Stated exercise 1
Based on the vinegar post, mark each of the statements (a), (b) and (c) yes or no, and quote the deciding words of the post. (a) The poster plans to fill a plastic bin with 8 to 12 gallons of vinegar. (b) The poster can judge the air quality by smell. (c) The kitchen is home to a gargoyle gecko.
######
Effects on indoor air quality of evaporating a lot of vinegar?
September 28, 2019 12:25 AM   Subscribe

For art purposes, I'm filling a plastic bin that's approximately the size of a small bathtub with 8-12 gallons of vinegar and then letting it evaporate. Will the acetic acid vapor that results require ventilation for sensitive houseplants and pets to remain happy?

I can do this, with more inconvenience, in the basement or in a carpeted room if I need to; however, the optimal spot to do this is in my kitchen which is also home to a large collection of various rare tropical plants - including tillandsia - and a gargoyle gecko. I do not want the gecko or plants to suffer, though, so I can do this in a less convenient spot if this would upset either.

I am anosmic, if it matters, so I am not able to judge the air quality myself via smell and have no smell-based context for knowing if this question is an absurd concern or a relevant one.
posted by vegartanipla to Science & Nature (11 answers total) 1 user marked this as a favorite
 
It's not at all an absurd concern, and if I were contemplating doing what you're proposing, forced ventilation would absolutely be well up my priority list and I'd be keeping a close eye on my houseplants for signs of distress.
######
Stated exercise 2
Select every line of the records that follow which contains the word "below". Case counts.

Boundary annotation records
######
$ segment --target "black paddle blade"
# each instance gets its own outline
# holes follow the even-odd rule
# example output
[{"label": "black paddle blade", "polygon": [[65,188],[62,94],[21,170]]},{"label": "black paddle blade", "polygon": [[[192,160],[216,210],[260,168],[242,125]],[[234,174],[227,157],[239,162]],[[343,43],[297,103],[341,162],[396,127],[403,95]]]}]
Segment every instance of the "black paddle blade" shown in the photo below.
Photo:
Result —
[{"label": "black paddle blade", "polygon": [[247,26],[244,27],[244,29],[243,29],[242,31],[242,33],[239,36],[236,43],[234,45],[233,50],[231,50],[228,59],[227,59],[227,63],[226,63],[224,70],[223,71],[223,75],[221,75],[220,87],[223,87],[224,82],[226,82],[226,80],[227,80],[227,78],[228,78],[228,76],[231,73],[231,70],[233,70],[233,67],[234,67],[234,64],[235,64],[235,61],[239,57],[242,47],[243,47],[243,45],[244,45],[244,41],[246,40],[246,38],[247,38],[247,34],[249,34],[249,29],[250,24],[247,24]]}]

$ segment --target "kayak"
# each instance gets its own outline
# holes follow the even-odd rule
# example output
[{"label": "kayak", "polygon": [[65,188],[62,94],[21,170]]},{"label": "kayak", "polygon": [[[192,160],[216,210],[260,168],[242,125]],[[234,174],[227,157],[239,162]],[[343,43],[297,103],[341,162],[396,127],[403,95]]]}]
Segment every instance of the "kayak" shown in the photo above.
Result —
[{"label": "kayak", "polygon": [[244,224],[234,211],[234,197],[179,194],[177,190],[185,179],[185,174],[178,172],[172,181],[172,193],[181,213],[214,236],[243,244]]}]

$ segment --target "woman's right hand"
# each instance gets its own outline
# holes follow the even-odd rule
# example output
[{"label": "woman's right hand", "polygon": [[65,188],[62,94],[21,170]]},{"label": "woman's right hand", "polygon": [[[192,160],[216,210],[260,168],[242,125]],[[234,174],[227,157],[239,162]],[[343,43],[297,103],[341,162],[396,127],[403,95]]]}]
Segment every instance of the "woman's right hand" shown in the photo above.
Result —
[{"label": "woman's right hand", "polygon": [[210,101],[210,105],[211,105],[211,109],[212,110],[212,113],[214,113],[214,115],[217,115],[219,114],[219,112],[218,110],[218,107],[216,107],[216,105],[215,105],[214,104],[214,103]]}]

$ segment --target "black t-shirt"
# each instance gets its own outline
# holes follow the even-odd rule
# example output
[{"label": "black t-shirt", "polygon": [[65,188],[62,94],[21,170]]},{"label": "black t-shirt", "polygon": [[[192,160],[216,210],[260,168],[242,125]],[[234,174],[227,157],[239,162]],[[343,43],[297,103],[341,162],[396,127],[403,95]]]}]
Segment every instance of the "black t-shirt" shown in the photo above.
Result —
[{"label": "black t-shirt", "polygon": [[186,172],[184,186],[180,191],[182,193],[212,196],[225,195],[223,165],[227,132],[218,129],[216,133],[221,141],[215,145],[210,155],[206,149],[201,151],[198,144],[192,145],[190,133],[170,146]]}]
######
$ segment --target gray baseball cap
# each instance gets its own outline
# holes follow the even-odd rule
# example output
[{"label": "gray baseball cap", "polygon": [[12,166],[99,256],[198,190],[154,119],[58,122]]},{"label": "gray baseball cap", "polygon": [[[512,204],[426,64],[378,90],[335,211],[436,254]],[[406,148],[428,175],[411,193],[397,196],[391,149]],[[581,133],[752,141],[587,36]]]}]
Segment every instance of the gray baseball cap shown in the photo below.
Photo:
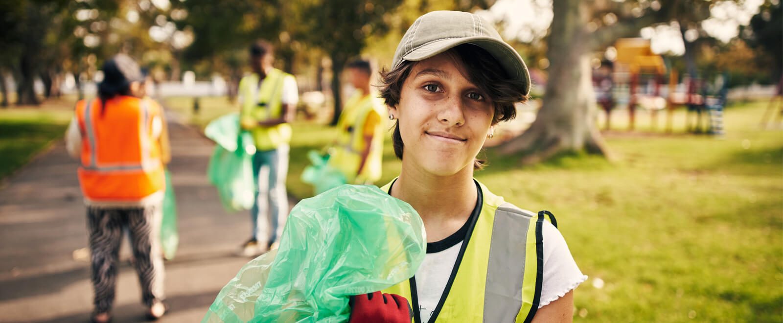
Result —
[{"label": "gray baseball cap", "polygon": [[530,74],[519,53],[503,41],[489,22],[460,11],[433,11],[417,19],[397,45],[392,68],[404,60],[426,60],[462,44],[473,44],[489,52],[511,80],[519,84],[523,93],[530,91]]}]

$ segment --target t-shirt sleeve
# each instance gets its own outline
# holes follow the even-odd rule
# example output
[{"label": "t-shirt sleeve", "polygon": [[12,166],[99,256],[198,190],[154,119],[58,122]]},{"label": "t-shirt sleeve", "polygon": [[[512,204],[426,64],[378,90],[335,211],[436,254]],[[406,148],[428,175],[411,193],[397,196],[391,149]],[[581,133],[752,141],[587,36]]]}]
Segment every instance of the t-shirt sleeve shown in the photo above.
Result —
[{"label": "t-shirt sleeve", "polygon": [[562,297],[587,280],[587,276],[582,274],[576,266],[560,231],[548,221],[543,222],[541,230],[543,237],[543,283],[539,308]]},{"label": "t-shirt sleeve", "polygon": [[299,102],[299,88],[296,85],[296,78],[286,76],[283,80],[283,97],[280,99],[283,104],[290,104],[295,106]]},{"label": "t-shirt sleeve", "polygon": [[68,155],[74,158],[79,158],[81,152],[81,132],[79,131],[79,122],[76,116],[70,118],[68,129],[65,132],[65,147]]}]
######
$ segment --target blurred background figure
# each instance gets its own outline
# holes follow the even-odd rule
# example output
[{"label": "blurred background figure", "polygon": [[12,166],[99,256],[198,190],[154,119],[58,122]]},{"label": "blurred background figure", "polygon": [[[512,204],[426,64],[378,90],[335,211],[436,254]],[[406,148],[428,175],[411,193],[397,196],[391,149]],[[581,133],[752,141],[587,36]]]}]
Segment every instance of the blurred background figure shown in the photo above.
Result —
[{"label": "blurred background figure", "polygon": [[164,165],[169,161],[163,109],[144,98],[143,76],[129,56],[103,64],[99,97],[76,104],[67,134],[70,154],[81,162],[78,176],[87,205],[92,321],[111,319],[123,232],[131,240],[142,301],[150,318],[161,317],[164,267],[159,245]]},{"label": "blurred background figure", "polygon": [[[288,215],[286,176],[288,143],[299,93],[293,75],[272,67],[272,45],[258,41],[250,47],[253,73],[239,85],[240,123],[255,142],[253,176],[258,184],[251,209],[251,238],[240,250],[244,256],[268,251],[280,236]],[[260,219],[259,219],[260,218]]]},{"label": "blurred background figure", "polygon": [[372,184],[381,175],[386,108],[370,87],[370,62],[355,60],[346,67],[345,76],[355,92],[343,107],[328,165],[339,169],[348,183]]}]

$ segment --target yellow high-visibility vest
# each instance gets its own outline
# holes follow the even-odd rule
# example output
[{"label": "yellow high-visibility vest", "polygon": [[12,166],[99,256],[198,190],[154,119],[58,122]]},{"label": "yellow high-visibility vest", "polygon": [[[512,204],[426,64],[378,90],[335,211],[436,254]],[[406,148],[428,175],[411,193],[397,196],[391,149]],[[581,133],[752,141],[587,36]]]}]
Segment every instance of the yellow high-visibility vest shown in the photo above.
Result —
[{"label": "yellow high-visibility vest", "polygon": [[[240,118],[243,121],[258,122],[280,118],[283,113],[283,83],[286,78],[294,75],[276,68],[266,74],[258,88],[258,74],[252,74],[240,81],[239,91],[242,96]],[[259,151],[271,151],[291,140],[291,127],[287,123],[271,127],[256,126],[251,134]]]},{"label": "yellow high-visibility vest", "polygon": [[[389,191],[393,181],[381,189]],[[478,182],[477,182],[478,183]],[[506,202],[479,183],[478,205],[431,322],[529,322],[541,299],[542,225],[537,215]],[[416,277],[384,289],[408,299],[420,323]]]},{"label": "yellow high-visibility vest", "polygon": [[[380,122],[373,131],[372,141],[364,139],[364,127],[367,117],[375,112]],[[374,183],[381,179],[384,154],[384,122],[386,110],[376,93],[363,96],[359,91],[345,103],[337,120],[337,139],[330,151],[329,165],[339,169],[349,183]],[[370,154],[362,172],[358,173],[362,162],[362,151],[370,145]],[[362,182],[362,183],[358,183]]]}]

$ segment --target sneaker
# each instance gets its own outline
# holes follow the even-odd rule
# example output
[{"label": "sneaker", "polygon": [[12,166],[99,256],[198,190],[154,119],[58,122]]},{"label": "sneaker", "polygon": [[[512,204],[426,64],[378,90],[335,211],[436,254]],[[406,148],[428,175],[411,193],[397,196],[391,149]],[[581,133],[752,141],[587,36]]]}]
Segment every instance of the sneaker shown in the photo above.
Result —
######
Final result 1
(a) Yes: "with 8-12 gallons of vinegar"
(b) No: "so I am not able to judge the air quality myself via smell"
(c) Yes: "and a gargoyle gecko"

Final result 2
Segment every instance of the "black paddle blade" shown in the photo below.
Segment every instance of the gray baseball cap shown in the photo below.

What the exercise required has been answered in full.